Here’s How AI Agents Can Protect EV Chargers

The number of electric vehicles on roads around the world continues to grow. The boom in EV adoption has driven the development of accessible, fast, and efficient charging infrastructure.

However, this expansion also brings with it new cybersecurity risks that have been not been widely studied, and for which there are still few viable solutions.

Cristina Alcaraz, an infrastructure-security researcher at Spain’s University of Malaga, explains that the liability of electric-vehicle charging stations is due to the fact that they integrate multiple physical and digital components. She says this complex architecture not only keeps the chargers working efficiently but also presents a host of new and far-reaching security vulnerabilities. Chargers’ exposure to attacks compromises both the continued adoption of EVs as well as the stability of the electrical grids in the countries where chargers operate.

With the aim of tackling this threat, researchers from the NICS lab at the University of Malaga have developed an innovative proposal to deploy AI agents to protect the infrastructure. These agents are designed to prevent cyberattacks from different vectors, ranging from fraud or energy theft by malicious actors using the charging stations to larger attacks that could damage critical-energy networks.

- Stored data
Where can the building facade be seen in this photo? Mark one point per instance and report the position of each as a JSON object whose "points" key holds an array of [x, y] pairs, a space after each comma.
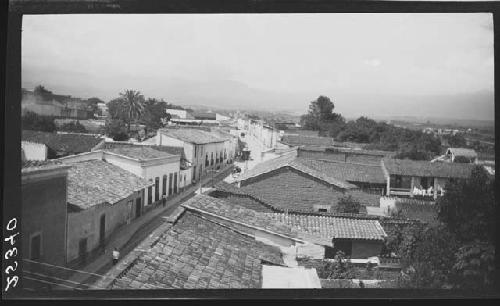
{"points": [[44, 189]]}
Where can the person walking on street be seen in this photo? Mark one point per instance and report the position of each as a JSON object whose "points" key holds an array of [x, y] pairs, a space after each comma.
{"points": [[116, 255]]}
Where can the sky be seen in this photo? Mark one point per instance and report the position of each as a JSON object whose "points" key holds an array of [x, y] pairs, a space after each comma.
{"points": [[368, 64]]}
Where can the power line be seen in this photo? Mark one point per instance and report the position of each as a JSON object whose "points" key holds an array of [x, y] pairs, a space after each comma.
{"points": [[54, 278], [47, 282], [60, 267]]}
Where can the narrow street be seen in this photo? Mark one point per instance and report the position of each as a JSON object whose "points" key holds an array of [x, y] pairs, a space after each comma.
{"points": [[125, 239], [256, 155]]}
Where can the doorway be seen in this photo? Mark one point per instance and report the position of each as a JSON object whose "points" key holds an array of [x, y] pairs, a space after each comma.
{"points": [[102, 231], [138, 207], [82, 250]]}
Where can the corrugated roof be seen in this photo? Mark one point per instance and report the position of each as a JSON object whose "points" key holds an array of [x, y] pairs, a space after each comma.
{"points": [[333, 227], [96, 182], [195, 136], [408, 167], [70, 143], [199, 254]]}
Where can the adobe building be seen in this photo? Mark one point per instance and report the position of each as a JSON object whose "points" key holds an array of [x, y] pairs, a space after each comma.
{"points": [[44, 220]]}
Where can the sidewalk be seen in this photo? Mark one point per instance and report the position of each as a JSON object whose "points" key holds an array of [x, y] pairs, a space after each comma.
{"points": [[144, 225]]}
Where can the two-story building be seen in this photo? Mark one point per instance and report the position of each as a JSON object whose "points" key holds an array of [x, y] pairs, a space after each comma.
{"points": [[38, 145], [202, 149], [410, 178], [102, 197], [159, 167], [44, 221]]}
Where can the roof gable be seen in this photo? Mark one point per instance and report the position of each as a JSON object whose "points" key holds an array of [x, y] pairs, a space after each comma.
{"points": [[70, 143], [94, 182], [291, 160], [408, 167], [195, 136]]}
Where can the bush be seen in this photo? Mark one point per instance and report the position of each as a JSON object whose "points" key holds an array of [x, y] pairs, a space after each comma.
{"points": [[116, 129], [348, 204], [75, 127], [33, 121]]}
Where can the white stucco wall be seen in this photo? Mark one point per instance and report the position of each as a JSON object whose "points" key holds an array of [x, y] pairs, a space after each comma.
{"points": [[34, 151]]}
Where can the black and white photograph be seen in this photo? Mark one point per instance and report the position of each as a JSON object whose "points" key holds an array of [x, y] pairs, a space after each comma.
{"points": [[274, 150]]}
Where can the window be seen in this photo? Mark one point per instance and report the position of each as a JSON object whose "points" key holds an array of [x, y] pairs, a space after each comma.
{"points": [[170, 181], [36, 246], [82, 249], [175, 182], [157, 188], [164, 191]]}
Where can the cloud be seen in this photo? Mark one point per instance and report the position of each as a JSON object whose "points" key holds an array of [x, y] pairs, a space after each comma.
{"points": [[372, 62]]}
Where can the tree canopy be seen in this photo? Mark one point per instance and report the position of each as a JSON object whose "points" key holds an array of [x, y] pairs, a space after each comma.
{"points": [[33, 121], [458, 252]]}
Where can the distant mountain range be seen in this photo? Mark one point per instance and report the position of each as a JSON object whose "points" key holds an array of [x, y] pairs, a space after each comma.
{"points": [[238, 96]]}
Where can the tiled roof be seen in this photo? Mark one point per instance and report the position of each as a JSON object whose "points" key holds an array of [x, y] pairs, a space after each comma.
{"points": [[195, 136], [71, 143], [351, 172], [333, 227], [139, 152], [35, 165], [204, 115], [418, 211], [96, 182], [307, 140], [283, 201], [463, 152], [291, 160], [198, 254], [427, 169], [238, 213]]}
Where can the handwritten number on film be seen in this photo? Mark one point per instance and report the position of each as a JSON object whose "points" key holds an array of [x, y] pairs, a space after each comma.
{"points": [[11, 253]]}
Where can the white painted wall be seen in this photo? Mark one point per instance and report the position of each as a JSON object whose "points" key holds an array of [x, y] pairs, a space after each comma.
{"points": [[34, 151], [179, 112]]}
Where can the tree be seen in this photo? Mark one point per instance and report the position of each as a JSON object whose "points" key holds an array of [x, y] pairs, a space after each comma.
{"points": [[154, 114], [459, 252], [427, 258], [92, 104], [33, 121], [321, 113], [457, 141], [339, 268], [133, 103], [116, 129], [42, 92], [75, 127], [474, 266], [468, 207], [348, 204]]}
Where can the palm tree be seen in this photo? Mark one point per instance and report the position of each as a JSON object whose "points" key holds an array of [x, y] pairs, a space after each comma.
{"points": [[134, 104]]}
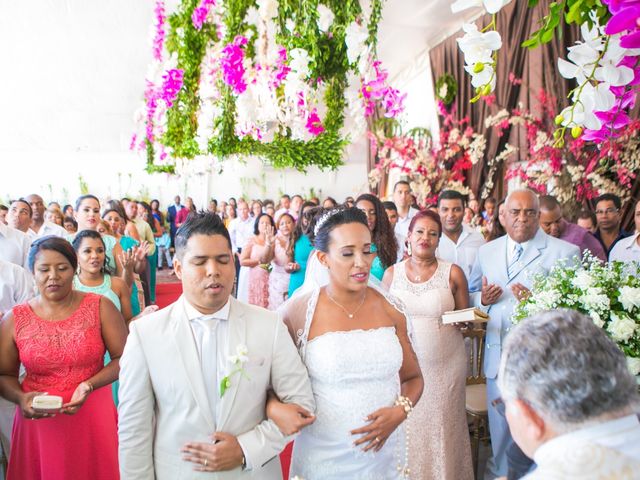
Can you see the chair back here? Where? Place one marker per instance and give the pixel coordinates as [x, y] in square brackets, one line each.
[476, 355]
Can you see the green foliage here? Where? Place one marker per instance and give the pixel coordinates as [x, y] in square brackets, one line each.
[329, 63]
[574, 11]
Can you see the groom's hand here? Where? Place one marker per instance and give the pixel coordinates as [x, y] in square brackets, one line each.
[224, 453]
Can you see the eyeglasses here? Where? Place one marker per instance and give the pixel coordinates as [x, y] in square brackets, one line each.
[529, 212]
[608, 211]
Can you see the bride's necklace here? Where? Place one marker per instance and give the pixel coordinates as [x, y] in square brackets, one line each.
[350, 315]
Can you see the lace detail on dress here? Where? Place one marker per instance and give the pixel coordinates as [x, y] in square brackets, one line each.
[58, 355]
[439, 279]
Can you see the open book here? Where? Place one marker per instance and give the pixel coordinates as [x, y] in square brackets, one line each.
[472, 314]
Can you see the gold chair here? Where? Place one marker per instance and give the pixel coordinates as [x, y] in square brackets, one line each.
[476, 394]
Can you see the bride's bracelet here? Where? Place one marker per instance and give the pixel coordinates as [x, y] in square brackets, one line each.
[405, 403]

- Task objective
According to the EV charger article, which lab's researchers developed the proposal to deploy AI agents to protect charging infrastructure? Use only the EV charger article, not the listing.

- Task result
The NICS lab at the University of Malaga.